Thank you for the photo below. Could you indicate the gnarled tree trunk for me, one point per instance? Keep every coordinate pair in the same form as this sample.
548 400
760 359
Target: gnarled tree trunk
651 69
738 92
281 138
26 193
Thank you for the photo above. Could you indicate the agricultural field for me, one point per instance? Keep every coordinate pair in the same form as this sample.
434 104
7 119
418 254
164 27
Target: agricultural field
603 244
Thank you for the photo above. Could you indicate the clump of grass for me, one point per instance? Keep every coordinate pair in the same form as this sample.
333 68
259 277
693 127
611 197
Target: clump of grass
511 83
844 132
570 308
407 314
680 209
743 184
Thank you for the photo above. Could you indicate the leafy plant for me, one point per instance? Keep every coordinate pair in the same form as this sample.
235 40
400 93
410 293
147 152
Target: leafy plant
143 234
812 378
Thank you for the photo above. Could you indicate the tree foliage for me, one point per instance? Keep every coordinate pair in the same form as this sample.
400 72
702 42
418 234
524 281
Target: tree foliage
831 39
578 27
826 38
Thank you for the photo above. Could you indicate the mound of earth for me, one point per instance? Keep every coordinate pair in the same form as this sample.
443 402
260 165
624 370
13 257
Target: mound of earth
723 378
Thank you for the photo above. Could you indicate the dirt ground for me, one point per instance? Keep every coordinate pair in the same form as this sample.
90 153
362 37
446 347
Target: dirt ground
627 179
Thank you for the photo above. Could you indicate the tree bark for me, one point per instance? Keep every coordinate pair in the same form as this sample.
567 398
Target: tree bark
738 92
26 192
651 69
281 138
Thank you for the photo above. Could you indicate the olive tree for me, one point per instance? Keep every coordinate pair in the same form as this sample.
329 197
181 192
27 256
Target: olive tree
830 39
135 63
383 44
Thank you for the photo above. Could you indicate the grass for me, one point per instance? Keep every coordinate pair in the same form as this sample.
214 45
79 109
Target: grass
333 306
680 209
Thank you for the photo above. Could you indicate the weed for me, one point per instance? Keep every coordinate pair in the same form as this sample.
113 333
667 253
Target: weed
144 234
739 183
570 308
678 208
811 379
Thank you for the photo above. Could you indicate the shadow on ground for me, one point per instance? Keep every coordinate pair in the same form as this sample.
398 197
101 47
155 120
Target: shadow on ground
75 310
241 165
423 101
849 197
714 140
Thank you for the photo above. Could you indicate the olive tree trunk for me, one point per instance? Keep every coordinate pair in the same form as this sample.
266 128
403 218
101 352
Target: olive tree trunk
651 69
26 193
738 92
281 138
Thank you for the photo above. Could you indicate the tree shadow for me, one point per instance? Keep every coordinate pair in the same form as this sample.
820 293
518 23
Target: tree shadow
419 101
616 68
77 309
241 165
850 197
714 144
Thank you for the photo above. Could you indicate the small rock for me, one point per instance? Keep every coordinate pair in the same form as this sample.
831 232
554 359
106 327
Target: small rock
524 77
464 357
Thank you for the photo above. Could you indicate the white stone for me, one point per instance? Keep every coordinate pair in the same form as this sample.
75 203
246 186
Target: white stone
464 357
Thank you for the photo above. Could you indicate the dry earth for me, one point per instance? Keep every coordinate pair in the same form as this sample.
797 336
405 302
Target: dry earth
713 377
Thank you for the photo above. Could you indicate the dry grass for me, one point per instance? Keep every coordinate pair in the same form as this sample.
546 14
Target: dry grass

────────────────────

== Exercise aim ==
Line by line, copy the data above exactly as it reads.

== Answer area ==
Thank you for the photo below. Could you indicate the gnarled tree trunk for me, one point per instance? Keep every coordinate pair in the same form as this sample.
548 400
760 359
Target: gnarled tree trunk
651 69
738 92
281 138
26 193
Thank you for the photo above. Could you indicate the agricultural field for me, one point per instance? Keep every coordinate pair in the same form as this sample.
434 104
7 119
418 254
164 27
Target: agricultural field
603 244
Thank you for the photo above. Could you indicate the clump of grass for me, one point per instance? Keep every coordinate pair in the same form as this sample.
333 68
259 277
693 127
611 197
Target: clump of grass
511 83
844 132
570 308
407 314
680 209
743 184
Thank you for the photo above. Could you indicate the leafy plant for me, one point per instance? Keep every coordinate pair in the same form as this sample.
235 40
400 93
410 293
147 152
Target: leafy plant
143 234
812 378
Thank you for the photo above. Could you indicate the tree foliage for me, one point per instance? Keep every coordinate pair in the same form as this sample.
400 72
702 42
418 234
524 281
Target: tree foliage
831 39
578 27
826 38
Thank you for the photo above. Could you indicate the mound of earth for me, one point per instance? Keep every coordinate pair in the same form as this sample.
443 402
260 165
624 370
13 257
Target: mound of earth
723 378
Thank you for the photo above. Could you indicate the dirt ground for me, one point per instance? Keep every coordinate pair in the same form as this sample.
90 153
362 37
446 347
Target: dirt ground
627 179
Thank you for the photo above. Could you indicate the tree bark for me, one point per instance? Keep every coordinate pair in the same form as this sample.
567 398
Target: tree bark
738 92
26 192
651 69
281 138
Thank you for the photo above. Could you indicate the olive tree for me, one point per instance? Keep every coordinate pair in the same form as this sample.
329 197
181 192
27 256
Target: olive tree
830 39
135 63
383 44
Thank you for the photo above. Could you indicate the grass for me, one point per instance? Keep every coordinate pair in the same form as this sample.
214 45
79 109
Target: grass
333 306
680 209
Thank you for the photo above. Could you indicate the weed for me, one point per instance? Keep every coordinate pair in the same form as this sample.
113 333
667 253
Target: weed
144 234
739 183
570 308
678 208
811 379
Thank you for the photo above. Could you indicate the shadow on ground for me, one point per instance? Keep every coordinate pair in the same form as this sample.
398 197
101 47
155 120
Target: shadow on ground
75 310
241 165
423 101
849 197
714 140
Thank you for the photo above. Could you indicate the olive tree trunk for me, one point per instance? Keep every coordinate pair in the same form as this sample.
266 128
403 218
101 352
Target: olive tree trunk
651 69
26 193
738 92
281 138
Thank you for the photo above. Could you indicate the tree shadow for me, one point per instance? Keep every coordinate pair in the same form as this sample.
820 293
518 23
Target: tree shadow
419 101
616 68
77 309
241 165
850 197
714 144
Thank you for the photo above. Could you indicate the small rock for me, one point per instance? Keep every coordinate pair in the same form as this sample.
831 232
554 359
106 327
Target: small rock
524 77
464 357
Thank you for the photo above. Could you indicate the white stone for me, one point per instance? Keep every coordinate pair in the same form as this sample.
75 203
246 186
Target: white stone
464 357
Thank you for the photo above. Could you indicate the dry earth for me, one point per instance? Keep every coordinate pair in the same form as this sample.
797 336
405 302
Target: dry earth
713 377
Thank you for the photo above. Could you indicate the dry grass for me, one point per instance? Keep every coordinate pair in the same form as this sample.
546 14
Target: dry grass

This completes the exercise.